BRIEF: Count the lines of the listing below that contain the word "crispbread", and reply with only that number.

LISTED ENTRIES:
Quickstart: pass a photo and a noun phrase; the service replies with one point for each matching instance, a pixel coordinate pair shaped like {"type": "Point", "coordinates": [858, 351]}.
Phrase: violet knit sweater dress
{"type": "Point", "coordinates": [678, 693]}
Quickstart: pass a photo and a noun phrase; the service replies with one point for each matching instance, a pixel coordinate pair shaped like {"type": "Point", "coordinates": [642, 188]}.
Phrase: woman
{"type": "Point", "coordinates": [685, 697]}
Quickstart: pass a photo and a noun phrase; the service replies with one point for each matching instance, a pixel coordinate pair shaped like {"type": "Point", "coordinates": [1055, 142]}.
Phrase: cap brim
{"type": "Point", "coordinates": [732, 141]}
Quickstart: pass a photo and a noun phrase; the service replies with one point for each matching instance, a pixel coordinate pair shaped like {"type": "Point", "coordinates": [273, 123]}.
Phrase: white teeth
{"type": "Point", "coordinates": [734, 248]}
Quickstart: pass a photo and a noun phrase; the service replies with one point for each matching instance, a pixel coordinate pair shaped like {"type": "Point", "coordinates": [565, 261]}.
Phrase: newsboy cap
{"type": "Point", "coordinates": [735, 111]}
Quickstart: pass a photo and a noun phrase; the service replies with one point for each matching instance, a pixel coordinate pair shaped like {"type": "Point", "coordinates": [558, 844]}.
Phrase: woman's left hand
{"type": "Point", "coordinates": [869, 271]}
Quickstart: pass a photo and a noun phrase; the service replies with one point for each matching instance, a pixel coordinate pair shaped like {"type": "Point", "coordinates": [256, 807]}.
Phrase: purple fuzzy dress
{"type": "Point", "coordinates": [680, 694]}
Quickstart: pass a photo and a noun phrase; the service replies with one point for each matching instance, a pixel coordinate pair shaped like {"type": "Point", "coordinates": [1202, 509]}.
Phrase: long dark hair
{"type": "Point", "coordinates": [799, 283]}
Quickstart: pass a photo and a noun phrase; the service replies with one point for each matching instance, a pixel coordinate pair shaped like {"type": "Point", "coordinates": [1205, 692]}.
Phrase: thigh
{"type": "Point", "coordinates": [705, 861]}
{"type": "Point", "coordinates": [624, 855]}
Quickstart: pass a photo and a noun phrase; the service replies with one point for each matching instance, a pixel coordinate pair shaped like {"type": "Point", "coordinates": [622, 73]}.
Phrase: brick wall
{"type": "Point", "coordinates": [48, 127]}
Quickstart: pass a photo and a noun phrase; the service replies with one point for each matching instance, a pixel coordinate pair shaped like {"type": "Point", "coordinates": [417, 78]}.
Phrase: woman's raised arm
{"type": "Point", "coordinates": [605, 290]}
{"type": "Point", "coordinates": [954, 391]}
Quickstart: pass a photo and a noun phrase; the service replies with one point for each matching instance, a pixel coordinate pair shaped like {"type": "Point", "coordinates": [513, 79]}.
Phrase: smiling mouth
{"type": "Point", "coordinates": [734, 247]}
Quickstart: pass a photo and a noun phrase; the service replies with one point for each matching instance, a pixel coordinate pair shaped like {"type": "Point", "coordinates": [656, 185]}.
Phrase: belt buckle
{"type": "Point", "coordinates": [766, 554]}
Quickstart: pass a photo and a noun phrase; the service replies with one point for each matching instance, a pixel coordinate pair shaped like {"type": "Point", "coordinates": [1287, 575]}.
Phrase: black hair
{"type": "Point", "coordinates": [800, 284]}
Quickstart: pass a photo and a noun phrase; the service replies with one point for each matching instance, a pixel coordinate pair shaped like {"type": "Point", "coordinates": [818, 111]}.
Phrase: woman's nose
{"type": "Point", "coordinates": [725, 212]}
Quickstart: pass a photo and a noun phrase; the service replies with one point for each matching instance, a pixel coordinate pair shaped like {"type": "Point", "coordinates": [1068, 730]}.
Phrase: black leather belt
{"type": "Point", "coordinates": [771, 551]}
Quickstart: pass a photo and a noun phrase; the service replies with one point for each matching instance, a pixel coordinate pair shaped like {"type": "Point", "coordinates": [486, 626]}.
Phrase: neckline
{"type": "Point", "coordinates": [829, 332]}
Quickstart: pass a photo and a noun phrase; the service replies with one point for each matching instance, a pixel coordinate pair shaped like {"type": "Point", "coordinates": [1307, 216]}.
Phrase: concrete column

...

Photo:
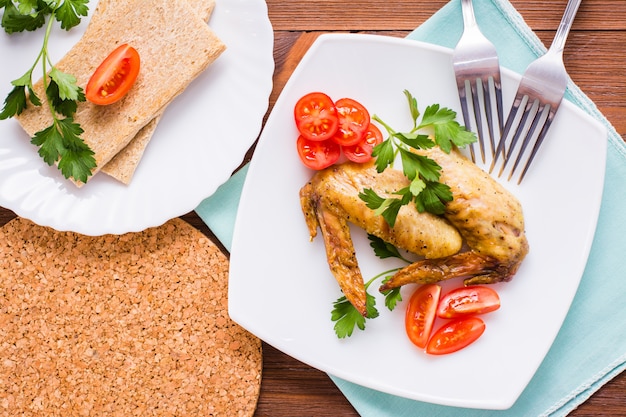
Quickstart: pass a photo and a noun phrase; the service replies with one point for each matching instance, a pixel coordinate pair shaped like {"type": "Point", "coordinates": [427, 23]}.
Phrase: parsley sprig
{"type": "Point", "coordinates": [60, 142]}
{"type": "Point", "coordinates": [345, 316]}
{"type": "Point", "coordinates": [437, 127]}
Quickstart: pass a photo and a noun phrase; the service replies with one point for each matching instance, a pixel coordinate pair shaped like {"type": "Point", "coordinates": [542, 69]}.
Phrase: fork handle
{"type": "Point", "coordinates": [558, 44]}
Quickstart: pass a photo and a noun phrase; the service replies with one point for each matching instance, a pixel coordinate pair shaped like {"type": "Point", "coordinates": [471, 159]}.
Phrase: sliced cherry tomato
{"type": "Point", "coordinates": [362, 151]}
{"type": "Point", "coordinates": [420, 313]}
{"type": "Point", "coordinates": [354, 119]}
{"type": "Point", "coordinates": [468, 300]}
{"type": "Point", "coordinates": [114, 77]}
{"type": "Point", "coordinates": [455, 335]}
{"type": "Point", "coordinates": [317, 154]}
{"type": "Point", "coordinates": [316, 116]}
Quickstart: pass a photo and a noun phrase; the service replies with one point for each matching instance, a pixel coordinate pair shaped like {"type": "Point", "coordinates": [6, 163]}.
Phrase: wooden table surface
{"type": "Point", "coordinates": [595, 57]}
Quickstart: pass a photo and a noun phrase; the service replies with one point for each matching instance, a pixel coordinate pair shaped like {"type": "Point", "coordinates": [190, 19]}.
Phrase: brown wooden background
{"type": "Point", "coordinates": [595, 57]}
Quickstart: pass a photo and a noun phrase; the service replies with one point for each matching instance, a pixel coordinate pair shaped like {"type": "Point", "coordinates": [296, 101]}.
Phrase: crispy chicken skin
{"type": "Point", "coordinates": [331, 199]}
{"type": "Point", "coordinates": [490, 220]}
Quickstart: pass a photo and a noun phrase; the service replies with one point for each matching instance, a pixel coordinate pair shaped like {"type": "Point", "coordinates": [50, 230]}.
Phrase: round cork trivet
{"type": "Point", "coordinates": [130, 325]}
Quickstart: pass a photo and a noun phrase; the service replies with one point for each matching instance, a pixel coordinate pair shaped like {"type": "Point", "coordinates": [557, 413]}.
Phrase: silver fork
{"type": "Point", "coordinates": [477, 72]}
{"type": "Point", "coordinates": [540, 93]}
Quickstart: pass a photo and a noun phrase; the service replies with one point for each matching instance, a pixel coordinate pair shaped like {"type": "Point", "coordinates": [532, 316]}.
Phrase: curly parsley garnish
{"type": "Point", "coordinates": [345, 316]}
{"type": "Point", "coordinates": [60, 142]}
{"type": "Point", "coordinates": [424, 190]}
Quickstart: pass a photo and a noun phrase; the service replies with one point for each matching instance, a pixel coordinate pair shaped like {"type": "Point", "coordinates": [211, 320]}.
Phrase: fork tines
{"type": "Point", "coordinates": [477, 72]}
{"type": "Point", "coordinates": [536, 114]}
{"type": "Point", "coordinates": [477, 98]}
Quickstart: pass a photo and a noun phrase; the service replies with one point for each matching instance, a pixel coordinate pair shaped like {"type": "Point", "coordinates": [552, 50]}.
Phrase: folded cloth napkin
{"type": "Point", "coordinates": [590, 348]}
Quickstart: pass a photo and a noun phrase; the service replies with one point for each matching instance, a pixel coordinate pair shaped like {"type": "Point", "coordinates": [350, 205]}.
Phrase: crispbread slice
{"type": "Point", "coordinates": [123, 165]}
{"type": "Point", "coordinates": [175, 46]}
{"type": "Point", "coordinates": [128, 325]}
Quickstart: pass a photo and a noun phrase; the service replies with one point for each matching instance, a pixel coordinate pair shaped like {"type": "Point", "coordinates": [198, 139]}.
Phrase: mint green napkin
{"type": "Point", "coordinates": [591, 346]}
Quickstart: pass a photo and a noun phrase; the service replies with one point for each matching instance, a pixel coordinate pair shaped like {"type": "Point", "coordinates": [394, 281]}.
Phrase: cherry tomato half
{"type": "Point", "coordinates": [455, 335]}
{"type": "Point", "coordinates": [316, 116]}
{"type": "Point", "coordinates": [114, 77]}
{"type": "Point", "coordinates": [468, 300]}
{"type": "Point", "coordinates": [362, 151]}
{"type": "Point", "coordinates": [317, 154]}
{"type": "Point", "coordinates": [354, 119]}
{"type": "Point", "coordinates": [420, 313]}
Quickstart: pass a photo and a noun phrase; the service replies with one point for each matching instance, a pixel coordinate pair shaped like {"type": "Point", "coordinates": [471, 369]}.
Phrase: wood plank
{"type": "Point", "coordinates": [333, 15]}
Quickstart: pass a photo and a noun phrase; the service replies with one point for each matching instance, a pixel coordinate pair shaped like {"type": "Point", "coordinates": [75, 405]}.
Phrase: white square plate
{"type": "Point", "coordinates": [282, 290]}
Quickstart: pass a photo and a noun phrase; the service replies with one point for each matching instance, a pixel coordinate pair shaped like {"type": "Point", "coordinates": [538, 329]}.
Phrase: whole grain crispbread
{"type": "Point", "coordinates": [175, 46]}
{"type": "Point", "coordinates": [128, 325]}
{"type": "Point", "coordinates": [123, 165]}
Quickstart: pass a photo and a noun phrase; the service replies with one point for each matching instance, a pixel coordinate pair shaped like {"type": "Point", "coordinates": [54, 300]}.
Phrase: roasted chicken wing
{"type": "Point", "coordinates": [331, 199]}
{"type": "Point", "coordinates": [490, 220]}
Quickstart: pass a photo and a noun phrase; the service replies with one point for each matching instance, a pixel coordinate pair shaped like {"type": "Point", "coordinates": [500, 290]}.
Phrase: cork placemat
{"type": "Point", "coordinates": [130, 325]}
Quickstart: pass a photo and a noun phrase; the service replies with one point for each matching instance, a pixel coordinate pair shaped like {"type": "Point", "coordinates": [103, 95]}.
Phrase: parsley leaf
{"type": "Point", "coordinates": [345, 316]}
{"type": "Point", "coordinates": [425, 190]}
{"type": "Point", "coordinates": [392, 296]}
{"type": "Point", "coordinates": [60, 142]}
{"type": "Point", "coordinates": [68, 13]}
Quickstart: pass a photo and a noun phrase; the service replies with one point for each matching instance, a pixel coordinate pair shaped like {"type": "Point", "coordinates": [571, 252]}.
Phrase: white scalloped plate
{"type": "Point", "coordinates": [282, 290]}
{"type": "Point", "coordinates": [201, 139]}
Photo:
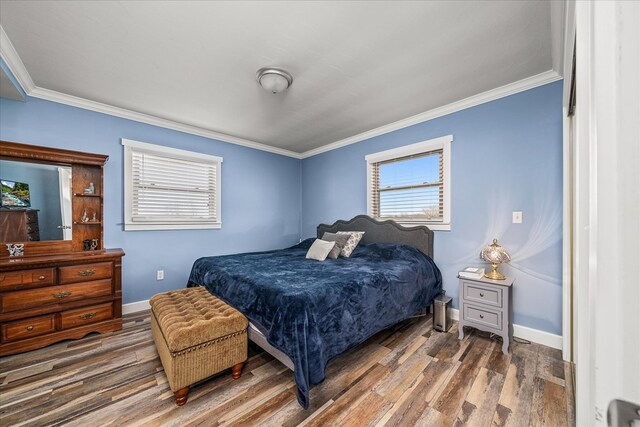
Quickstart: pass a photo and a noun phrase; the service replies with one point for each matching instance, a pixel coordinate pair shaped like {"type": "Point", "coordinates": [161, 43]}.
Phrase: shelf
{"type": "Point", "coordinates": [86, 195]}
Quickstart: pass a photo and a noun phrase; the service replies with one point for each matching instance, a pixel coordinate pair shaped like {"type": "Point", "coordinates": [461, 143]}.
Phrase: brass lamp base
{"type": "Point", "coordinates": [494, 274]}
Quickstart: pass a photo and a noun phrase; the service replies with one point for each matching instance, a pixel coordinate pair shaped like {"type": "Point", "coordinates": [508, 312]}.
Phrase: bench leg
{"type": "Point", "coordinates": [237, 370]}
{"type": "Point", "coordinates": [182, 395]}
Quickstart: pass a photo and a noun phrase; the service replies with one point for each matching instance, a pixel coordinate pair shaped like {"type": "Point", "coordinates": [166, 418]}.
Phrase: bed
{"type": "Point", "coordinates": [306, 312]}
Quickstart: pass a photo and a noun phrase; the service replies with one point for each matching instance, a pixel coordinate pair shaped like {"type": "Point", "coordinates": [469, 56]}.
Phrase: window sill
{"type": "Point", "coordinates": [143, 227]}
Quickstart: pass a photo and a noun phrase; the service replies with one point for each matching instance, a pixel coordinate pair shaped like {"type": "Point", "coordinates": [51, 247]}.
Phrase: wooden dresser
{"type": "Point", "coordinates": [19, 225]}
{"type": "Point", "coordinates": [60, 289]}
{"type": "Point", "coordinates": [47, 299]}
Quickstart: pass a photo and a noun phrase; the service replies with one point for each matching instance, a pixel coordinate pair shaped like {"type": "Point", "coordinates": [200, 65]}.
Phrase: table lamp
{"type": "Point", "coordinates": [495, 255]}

==

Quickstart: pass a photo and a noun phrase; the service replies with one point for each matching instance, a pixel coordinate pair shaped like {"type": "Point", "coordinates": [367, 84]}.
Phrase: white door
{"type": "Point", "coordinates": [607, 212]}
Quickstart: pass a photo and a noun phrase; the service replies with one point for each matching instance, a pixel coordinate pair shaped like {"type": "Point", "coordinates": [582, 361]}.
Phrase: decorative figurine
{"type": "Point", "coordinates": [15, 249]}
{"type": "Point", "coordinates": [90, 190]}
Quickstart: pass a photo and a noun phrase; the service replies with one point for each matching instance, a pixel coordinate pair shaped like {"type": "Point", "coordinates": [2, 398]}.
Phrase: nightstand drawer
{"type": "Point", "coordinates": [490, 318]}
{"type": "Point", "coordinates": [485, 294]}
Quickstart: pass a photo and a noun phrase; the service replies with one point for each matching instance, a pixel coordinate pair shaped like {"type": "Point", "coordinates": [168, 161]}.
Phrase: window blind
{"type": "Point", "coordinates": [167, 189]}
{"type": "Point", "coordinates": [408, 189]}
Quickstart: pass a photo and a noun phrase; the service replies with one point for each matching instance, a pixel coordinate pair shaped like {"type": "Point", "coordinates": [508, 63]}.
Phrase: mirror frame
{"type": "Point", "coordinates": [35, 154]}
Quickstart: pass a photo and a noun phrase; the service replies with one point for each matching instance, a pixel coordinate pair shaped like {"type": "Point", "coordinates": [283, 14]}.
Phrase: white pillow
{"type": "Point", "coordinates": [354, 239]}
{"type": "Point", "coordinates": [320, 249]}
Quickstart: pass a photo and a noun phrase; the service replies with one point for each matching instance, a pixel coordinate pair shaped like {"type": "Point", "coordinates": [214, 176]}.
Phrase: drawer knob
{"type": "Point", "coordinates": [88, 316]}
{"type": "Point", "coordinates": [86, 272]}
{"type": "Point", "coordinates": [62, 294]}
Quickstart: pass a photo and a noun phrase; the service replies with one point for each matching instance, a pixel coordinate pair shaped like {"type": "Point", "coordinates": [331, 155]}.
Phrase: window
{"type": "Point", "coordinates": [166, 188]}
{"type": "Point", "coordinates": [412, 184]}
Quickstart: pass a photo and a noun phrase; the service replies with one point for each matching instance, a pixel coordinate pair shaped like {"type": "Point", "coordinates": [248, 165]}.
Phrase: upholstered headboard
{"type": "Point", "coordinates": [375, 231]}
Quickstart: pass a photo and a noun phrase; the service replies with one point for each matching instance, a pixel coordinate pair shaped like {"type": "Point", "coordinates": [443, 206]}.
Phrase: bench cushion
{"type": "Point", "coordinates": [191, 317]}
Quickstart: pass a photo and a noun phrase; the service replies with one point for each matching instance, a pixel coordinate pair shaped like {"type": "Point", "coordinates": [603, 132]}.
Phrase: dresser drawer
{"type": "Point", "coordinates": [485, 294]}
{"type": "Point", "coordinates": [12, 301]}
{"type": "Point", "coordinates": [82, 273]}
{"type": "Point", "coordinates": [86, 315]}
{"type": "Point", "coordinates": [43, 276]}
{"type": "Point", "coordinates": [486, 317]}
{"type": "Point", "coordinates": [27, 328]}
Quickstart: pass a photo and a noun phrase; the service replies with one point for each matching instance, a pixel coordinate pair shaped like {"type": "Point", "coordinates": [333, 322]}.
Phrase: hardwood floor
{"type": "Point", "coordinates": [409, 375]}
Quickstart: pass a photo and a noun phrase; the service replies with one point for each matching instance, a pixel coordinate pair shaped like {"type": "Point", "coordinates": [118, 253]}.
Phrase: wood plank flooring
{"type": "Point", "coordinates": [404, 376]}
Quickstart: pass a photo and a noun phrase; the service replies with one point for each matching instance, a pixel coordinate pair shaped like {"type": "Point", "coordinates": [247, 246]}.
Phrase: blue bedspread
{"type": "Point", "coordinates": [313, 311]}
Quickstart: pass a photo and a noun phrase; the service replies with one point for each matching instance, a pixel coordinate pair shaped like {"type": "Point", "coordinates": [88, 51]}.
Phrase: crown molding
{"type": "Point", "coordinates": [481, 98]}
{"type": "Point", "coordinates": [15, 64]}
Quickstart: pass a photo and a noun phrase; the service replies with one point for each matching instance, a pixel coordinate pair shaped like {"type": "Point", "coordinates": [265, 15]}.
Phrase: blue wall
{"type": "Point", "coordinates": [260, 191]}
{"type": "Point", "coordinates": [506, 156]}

RIGHT ANSWER: 2